• Task to complete: Please continue the article below on punch-card machines and nonvoted ballots in Ohio, starting right after its final sentence.

• Supplied passage:
[start]
Posted on 08/24/2004 12:19:04 PM PDT by jnmitch

Sampling of entire state refutes selective error-data

By John R. Lott Jr.

There is a corrosive perception that the voting system in parts of the United States systematically prevents people from voting and that this particularly discriminates against blacks. Litigation over punch-card voting machines tried unsuccessfully to derail the 2003 election in California to recall the governor, and now the American Civil Liberties Union has brought a similar lawsuit in Ohio.

The ACLU is not alone: As many as 18 percent of blacks nationally and 20 percent of 18- to 24-yearolds claim they don’t believe their votes are counted accurately. Thus, this is a hard issue to ignore.

Since the 2000 Florida presidential election, the question has been how elections officials can prevent nonvoted, or so-called spoiled, ballots. These occur when voters either mark too many candidates (overvoting) in a race or do not vote for any candidate (undervoting).

Much of the debate centers on whether these nonvotes are intentional or the result of problems using punch-card machines.

Over the past three presidential elections in Ohio, punch cards have produced higher rates of nonvoted ballots than other voting machines do. Votomatic punch cards used in 69 of Ohio’s 88 counties averaged a 2.4 percent nonvoted ballot rate. By comparison, electronic machines had a 1.1 percent rate, levers 1.5 percent and optical scans 2 percent.

The focus on the presidential race is understandable, given the experience in Florida, but it is also quite misleading. In races for Congress and state legislature, Votomatic machines actually do much better than electronic and lever machines and perform similarly to optical scans.

This result is natural, because voters simply don’t know or care as much about other races as they do who wins the presidency. Interestingly, the drop-off in voting for other races is much less for punch cards than for other types of voting machines. For example, compared with the 1.3 percent difference between voting systems in presidential races, the nonvoted ballot rate for Ohio Senate races for Votomatic machines is almost 10 percent, while the rates for electronic and lever machines is 18 percent.

Even after accounting for factors that could affect nonvoted ballot rates, such as income and education and the number of candidates in a race, switching from Votomatic punch cards to electronic or lever machines would result in about 200 more nonvoted ballots in the average Ohio ward of 1,696 voters.
[end]
• Provided material:
[start]
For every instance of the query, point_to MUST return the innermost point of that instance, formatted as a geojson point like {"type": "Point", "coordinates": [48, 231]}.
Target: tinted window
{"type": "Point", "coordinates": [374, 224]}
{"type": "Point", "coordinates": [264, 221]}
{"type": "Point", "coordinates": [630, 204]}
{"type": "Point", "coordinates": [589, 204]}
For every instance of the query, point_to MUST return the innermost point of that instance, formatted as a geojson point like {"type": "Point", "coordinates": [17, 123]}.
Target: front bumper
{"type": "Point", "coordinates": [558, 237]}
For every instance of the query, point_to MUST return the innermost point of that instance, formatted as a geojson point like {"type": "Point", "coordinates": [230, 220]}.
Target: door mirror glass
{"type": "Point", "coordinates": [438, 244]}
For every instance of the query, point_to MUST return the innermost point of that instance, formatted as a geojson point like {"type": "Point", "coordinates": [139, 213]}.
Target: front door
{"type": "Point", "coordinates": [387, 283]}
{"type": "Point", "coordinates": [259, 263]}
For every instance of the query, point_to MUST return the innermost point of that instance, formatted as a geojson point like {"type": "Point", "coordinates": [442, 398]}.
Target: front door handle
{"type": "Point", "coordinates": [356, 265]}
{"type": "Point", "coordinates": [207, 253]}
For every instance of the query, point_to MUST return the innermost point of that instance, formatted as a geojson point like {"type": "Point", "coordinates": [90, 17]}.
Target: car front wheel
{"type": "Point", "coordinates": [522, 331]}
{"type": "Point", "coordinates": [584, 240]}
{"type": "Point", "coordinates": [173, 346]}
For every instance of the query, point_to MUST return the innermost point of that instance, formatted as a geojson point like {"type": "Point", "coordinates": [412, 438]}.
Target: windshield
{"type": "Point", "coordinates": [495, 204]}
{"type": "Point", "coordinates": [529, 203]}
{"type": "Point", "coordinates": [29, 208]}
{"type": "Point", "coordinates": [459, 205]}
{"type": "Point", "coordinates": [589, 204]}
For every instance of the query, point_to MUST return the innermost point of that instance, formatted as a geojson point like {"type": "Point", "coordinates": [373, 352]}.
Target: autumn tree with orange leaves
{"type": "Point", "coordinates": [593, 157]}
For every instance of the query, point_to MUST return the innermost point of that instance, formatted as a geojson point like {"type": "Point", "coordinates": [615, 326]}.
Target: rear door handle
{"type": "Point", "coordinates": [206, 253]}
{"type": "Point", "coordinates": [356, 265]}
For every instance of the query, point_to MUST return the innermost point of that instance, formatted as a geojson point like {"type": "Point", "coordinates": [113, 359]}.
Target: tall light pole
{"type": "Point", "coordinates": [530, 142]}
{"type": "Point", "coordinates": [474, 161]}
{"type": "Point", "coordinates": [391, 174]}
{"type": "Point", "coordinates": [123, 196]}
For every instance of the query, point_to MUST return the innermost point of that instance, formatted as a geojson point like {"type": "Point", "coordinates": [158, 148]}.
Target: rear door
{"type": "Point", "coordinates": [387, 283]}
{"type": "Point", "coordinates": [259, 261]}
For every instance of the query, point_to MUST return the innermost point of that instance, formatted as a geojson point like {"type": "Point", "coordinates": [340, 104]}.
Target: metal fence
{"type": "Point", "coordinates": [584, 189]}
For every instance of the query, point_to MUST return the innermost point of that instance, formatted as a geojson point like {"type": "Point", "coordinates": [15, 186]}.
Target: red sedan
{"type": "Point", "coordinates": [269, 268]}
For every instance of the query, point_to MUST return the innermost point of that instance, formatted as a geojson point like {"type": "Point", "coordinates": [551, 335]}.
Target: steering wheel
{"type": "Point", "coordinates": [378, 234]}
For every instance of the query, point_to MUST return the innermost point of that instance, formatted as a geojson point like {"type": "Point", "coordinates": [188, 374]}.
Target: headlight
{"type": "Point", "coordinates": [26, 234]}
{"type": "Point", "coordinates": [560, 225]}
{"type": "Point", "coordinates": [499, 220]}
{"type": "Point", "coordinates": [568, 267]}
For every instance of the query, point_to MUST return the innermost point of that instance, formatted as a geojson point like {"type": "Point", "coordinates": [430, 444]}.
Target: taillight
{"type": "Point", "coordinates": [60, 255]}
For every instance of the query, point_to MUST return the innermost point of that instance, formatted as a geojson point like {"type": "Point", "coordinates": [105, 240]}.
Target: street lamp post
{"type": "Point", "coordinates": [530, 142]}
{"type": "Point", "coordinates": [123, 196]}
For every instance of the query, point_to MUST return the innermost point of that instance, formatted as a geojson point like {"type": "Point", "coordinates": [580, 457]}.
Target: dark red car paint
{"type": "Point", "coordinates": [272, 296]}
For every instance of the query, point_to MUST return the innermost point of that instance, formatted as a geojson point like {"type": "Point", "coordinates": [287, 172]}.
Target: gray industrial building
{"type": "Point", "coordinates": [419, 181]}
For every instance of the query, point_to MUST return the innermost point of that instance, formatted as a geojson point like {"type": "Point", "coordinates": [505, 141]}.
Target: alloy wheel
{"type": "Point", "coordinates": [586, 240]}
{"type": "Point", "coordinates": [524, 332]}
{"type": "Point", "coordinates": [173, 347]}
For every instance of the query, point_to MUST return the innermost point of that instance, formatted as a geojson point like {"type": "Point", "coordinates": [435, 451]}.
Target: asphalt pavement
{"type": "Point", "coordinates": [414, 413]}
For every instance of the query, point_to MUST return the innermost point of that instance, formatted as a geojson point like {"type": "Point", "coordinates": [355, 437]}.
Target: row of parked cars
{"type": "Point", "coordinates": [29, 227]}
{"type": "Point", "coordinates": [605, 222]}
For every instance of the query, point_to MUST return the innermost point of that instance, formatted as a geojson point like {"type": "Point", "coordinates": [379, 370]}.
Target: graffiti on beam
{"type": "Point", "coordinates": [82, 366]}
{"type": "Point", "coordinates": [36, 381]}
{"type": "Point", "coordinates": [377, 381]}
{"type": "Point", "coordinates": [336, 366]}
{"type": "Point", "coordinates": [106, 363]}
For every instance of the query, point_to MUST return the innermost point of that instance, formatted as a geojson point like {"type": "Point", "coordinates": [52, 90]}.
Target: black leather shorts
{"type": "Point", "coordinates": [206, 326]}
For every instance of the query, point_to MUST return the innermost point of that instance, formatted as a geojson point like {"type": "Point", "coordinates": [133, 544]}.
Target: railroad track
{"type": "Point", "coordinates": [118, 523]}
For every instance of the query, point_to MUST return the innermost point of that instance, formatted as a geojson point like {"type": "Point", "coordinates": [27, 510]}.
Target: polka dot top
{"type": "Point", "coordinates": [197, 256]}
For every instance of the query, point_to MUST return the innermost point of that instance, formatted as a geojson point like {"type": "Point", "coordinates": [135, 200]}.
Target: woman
[end]
• The reply:
This pattern has held true for decades. Even an expert hired by the ACLU, professor Herb Asher at Ohio State University, also found that punch-card machines overall had much lower rates of nonvoted ballots than other machines during the 1978 election. Once this was clear, the ACLU did not call him to testify during the trial in July.

Why punch cards do so well down the ballot is simple. The more effort or time it takes to vote, the fewer races voters vote in. For example, recent research points to problems with the electronic machines regarding "the willingness of voters to navigate through multiple ballot screens before casting a vote (and) delays caused by the use of the review feature when coupled with extended ballots." Whatever their faults, punch cards are relatively quick and simple to use.

Most important for the ACLU’s case, my research found that Votomatic machines were the only ones that consistently had lower nonvoted ballot rates for blacks than for whites. The Datavote punch-card machines that were used by only one county in 2000 and optical scans used by 11 counties were the worst for blacks, with electronic and lever machines varying, depending upon which race one examined.

Yet, even then, the race of voters only explains a small 0.4 percent to 3 percent of the variation in nonvoted ballot rates, itself an already small number.

With all the debate over voting machines, one would think that they must be too complicated for many people to figure out. But neither education nor income is related to nonvoted ballot rates. For education, the nonvoted ballot rate is high for those with less than a ninth-grade education, low for those with some high school, high for highschool graduates, low for college graduates and generally higher again for those with post-graduate degrees. Instead of deep conspiracy theories, some voters were probably more conflicted over whom to vote for and decided not to support anyone in some races.

My data, as well as Asher’s, examine the entire state, not just a few counties, as all the experts the ACLU used did. Nor has the ACLU ever explained exactly why it thinks that blacks have a more difficult time using punch cards.

The ACLU’s lawsuit seems designed to maximize confusion, not just in Ohio but across the nation. If it wins, then any close election at least could be challenged in the press.

But whatever short-term political gains, the unfounded claims of selective disenfranchisement risk poisoning the political debate for years to come.

John R. Lott Jr., a resident scholar at the American Enterprise Institute, served as a statistical expert for the U.S. Commission on Civil Rights and USA Today in their evaluations of the 2000 election in Florida.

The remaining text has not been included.